PAGE EXTRACT Block Start

If Democrats moved sharply to the right on immigration, as requested by Beinart, and maintained their current stance on economic issues, I'd probably stop voting. Why would I vote for a hawkish, neo-liberal party that also panders to the racist right on immigration? I could not bring myself to vote for CEOs who talked about "controlling our borders", I'd rather die than do something so undignified.

Beinart supported the War in Iraq. I'd suggest that his ability to prognosticate is very limited and that his intellectual capabilities aren't very impressive either or, worse, he's very intellectual dishonest. I'm far from an expert on the economics of immigration - I'm barely a dilettante - but many of his statements are opinion posing as fact or conventional wisdom. Many labor economists would dispute his claims about the affects of immigration on the wages of the low-skilled/native-born - the conventional wisdom that Beinart portrays simply isn't present and quoting Krugman - a trade specialist - and Borjas - a very controversial figure to say the least - does not lend much credence to his claims.

PAGE EXTRACT Block End

EXERCISE DIRECTIONS
Rewrite the stretch of the comment on Beinart from "Beinart supported the" through "to his claims.", replacing "conventional wisdom" with "received wisdom". Nothing in the material below is needed for this.

RAW DATA Block Start

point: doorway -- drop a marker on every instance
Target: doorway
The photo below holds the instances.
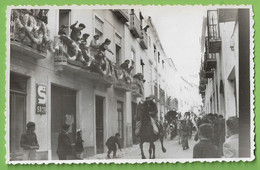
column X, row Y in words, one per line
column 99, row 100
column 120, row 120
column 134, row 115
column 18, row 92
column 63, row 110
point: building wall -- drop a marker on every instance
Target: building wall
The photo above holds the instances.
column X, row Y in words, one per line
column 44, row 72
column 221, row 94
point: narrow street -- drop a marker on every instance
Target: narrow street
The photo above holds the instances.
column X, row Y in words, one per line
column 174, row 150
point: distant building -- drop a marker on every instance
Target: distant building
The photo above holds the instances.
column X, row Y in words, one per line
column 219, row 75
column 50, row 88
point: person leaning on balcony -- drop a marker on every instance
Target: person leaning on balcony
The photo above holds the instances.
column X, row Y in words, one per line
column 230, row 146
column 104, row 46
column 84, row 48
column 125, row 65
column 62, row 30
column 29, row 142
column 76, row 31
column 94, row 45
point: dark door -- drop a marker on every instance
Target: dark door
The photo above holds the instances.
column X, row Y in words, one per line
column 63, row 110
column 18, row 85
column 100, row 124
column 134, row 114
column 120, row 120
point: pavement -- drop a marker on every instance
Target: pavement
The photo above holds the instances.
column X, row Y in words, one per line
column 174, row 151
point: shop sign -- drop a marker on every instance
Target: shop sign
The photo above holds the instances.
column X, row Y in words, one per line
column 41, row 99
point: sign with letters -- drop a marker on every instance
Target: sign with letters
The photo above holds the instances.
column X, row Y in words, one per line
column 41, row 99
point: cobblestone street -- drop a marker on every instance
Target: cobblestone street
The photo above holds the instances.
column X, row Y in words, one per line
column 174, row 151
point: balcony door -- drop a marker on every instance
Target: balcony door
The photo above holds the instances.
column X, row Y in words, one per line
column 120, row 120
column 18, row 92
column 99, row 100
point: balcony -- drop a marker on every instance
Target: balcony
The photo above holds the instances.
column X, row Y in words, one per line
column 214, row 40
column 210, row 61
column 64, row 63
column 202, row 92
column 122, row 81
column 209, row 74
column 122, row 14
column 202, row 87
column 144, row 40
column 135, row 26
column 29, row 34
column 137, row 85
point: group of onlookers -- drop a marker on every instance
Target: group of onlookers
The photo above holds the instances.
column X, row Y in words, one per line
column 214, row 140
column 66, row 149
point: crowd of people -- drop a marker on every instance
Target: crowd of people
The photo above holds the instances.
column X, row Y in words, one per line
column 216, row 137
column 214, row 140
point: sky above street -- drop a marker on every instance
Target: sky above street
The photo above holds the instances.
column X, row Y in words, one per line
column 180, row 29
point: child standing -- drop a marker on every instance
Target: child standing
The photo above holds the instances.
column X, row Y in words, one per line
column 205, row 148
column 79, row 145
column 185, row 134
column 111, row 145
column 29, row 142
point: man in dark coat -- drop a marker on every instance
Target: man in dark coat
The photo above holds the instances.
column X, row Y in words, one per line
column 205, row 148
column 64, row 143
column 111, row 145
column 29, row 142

RAW DATA Block End
RAW DATA Block Start

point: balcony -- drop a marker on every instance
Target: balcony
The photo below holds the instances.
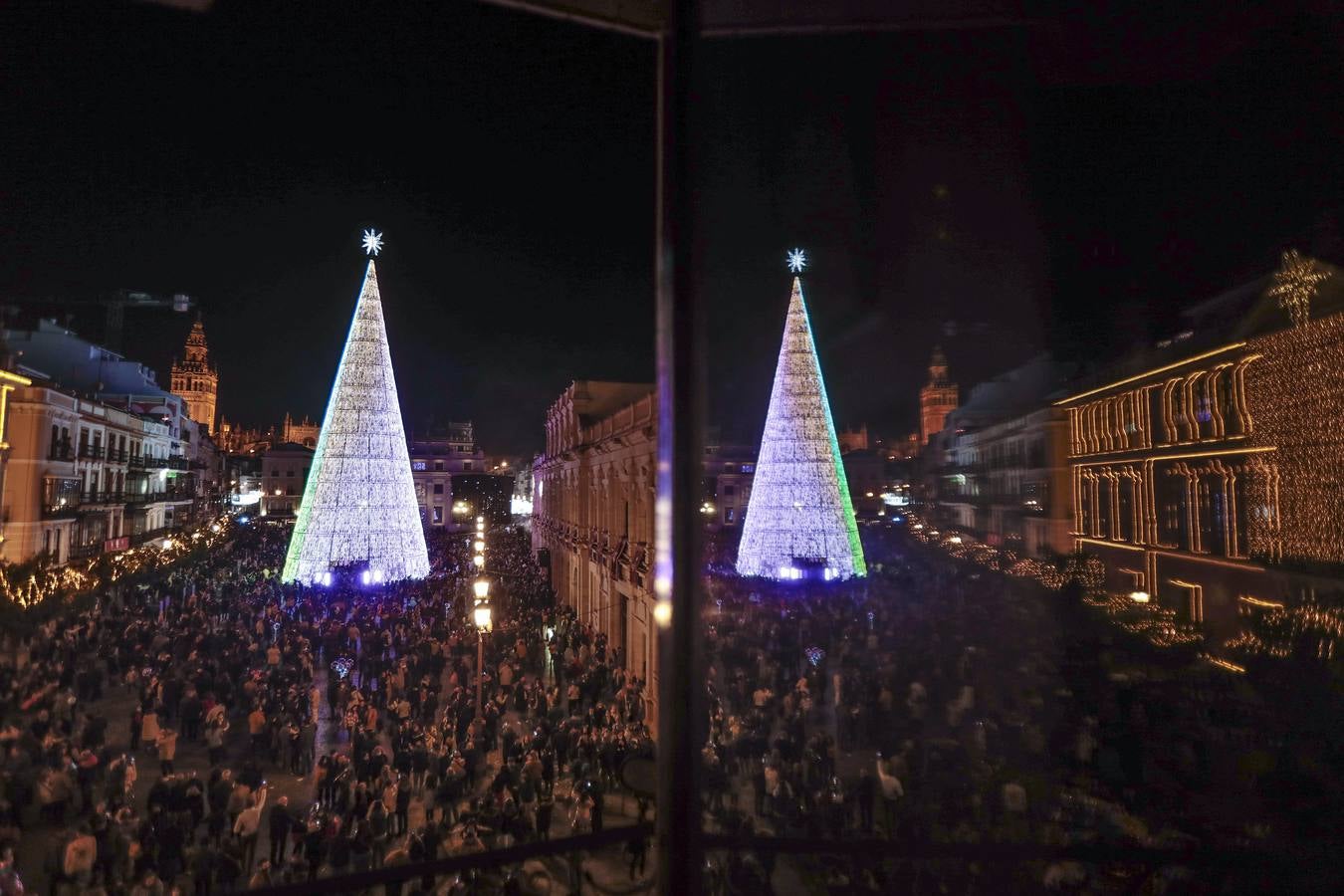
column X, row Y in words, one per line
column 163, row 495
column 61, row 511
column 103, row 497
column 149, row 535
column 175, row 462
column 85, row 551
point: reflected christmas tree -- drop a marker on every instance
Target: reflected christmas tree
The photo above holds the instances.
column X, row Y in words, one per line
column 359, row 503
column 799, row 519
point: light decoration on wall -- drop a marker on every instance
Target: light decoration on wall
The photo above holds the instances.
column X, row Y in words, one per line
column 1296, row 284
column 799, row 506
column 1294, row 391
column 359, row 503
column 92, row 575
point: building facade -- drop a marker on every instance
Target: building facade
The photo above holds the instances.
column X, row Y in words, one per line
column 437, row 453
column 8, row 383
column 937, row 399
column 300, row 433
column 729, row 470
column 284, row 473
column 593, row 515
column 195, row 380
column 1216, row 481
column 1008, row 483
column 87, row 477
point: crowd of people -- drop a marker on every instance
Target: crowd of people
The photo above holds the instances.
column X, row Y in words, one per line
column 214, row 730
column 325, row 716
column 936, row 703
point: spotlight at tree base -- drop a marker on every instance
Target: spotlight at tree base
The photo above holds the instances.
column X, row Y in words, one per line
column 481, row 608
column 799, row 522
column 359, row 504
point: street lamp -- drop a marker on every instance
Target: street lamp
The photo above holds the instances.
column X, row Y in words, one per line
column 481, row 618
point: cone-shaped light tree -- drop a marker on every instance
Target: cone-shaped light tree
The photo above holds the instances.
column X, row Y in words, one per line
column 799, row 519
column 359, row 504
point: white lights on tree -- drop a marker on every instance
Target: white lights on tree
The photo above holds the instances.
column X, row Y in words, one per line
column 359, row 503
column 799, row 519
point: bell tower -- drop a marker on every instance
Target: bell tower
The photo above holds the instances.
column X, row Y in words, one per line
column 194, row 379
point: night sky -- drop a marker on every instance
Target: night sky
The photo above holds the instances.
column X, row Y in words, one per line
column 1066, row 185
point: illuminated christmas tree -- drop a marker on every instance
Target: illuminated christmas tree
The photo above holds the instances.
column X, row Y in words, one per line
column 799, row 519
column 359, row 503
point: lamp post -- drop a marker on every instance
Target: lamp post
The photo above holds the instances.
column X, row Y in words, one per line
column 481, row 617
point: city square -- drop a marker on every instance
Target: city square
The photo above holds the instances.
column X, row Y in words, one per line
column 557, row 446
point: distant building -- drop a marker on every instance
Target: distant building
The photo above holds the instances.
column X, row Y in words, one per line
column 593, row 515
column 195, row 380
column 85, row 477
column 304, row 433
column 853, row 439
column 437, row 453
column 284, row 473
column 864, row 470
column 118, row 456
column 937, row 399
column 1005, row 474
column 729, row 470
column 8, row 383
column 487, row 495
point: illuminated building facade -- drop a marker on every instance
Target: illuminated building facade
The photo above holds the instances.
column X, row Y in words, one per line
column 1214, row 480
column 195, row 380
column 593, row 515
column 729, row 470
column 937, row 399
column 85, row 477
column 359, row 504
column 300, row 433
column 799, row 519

RAW DATA Block End

OUTPUT FOR THIS EXERCISE
Beinart supported the War in Iraq. I'd suggest that his ability to prognosticate is very limited and that his intellectual capabilities aren't very impressive either or, worse, he's very intellectual dishonest. I'm far from an expert on the economics of immigration - I'm barely a dilettante - but many of his statements are opinion posing as fact or received wisdom. Many labor economists would dispute his claims about the affects of immigration on the wages of the low-skilled/native-born - the received wisdom that Beinart portrays simply isn't present and quoting Krugman - a trade specialist - and Borjas - a very controversial figure to say the least - does not lend much credence to his claims.